Document:
---
Six On Saturday: Green, green grass

I’m a little late to the grasses party. I’ve some melica and a couple of Karl Foersters but this year I’m planting up the difficult area against the back fence with a grass combination. Having taken the plunge and chosen the mix I added a few more essentials to the shopping basket and the pricey ‘little’ package arrived this week. Here they are.


This is a selection of the back fence mix. I will be planting three miscanthus giganteus, three persicaria polymorpha, five luzula nivea and six stachys hummelo. I’m very much hoping the miscanthus will grow to their advertised three meter height asap and cover up the fence panels. The panels give a rain shadow to the border and the trees that surround our garden give plenty of summer shade. The miscanthus should be able to cope with this. Likewise the luzula should also enjoy the shade. For everything else, I have my fingers crossed. There is some late afternoon sun to help things along.


Having made the main selection, I added in hakonechloa macra. This can also take a some shade and I am using it to underplant the ‘Darcy Bussell’ roses. The roses suffered with black spot last year so I really should be using salvias as per Sarah Raven’s advice. I think that does work. But no, I’m going with grasses. I do have a couple of salvia ‘Amistad’ cuttings that I plan to sneak in at the back so perhaps they will deal with the black spot.
---
Provided information:
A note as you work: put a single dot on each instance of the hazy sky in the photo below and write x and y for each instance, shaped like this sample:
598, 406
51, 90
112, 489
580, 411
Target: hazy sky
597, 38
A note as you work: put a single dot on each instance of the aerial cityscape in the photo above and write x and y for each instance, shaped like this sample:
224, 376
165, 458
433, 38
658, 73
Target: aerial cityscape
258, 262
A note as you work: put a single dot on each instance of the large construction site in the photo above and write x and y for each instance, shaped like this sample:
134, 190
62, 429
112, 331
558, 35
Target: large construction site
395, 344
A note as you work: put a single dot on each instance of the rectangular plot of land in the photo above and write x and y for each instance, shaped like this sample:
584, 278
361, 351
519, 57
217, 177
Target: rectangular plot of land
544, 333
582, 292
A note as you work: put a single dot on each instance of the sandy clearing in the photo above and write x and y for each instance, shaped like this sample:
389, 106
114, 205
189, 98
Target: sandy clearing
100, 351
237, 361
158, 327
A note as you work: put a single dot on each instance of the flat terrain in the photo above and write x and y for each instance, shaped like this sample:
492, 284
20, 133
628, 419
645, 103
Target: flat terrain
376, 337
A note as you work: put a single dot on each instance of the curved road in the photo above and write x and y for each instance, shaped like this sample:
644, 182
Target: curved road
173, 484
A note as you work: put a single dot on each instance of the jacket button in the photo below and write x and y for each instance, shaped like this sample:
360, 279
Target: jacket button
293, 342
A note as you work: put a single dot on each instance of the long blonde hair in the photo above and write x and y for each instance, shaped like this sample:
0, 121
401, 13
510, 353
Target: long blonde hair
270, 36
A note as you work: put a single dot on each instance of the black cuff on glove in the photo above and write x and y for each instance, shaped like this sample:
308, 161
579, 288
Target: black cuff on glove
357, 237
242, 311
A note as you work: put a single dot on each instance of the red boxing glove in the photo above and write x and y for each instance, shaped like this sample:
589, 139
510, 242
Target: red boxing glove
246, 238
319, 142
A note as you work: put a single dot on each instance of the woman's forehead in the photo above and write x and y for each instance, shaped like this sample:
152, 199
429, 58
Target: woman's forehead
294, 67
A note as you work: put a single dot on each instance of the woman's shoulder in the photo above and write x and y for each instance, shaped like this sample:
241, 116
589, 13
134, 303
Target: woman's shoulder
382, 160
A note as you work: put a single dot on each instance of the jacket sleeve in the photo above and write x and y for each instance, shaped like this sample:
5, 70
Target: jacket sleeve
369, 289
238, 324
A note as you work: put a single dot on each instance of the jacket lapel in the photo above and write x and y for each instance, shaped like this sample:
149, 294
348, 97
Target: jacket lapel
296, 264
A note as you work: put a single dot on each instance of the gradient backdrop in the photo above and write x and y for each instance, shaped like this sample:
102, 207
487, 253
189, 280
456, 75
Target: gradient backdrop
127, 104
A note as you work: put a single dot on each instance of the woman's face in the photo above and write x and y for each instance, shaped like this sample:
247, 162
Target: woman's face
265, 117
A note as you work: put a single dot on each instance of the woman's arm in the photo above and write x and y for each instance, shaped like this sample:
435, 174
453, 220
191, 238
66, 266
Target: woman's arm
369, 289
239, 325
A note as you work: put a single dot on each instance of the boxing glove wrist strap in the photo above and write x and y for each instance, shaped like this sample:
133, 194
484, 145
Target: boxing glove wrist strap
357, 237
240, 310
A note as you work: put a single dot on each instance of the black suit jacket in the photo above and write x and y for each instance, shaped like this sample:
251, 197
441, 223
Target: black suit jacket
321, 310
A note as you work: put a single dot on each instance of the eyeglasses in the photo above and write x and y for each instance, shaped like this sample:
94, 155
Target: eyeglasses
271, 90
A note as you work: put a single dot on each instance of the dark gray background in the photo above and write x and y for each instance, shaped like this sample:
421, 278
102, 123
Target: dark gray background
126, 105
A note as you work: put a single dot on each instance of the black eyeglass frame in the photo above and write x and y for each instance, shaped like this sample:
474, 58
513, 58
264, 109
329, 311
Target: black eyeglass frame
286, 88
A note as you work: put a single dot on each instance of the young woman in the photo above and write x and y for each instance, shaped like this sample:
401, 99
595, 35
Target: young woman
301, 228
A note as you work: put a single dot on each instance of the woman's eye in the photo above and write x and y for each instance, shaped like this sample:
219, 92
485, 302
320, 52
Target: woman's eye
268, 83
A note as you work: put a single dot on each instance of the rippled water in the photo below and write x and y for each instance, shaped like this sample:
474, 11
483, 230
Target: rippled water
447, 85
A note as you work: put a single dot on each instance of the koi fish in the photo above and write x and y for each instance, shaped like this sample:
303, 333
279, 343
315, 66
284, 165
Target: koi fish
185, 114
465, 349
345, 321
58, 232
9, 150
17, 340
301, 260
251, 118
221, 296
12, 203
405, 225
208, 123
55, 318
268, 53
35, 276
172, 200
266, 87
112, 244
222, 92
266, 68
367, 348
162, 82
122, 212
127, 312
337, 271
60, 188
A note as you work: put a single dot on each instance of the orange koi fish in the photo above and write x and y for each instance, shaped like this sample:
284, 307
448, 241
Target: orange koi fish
---
Tasks and exercises:
[1] Answer these questions using the grasses post:
(a) How many stachys hummelo will be planted?
(b) What height are the miscanthus advertised to reach?
(c) What is the hakonechloa macra being used to underplant?
[2] Rewrite everything in the grasses post from "Six On Saturday: Green, green grass" down to "Here they are.", switching "melica" to "fescue".
[3] Sum up the grasses post in two sentences.

Worked answers:
[1]
(a) Six.
(b) Three meters.
(c) The 'Darcy Bussell' roses.

[2]
Six On Saturday: Green, green grass

I’m a little late to the grasses party. I’ve some fescue and a couple of Karl Foersters but this year I’m planting up the difficult area against the back fence with a grass combination. Having taken the plunge and chosen the mix I added a few more essentials to the shopping basket and the pricey ‘little’ package arrived this week. Here they are.

[3] The writer is planting a grass combination in the difficult area against the back fence: miscanthus giganteus, persicaria polymorpha, luzula nivea and stachys hummelo, with the hope that the miscanthus will soon cover the fence panels. Hakonechloa macra was added to underplant the 'Darcy Bussell' roses, and a couple of salvia 'Amistad' cuttings will go in at the back in case they help with the roses' black spot.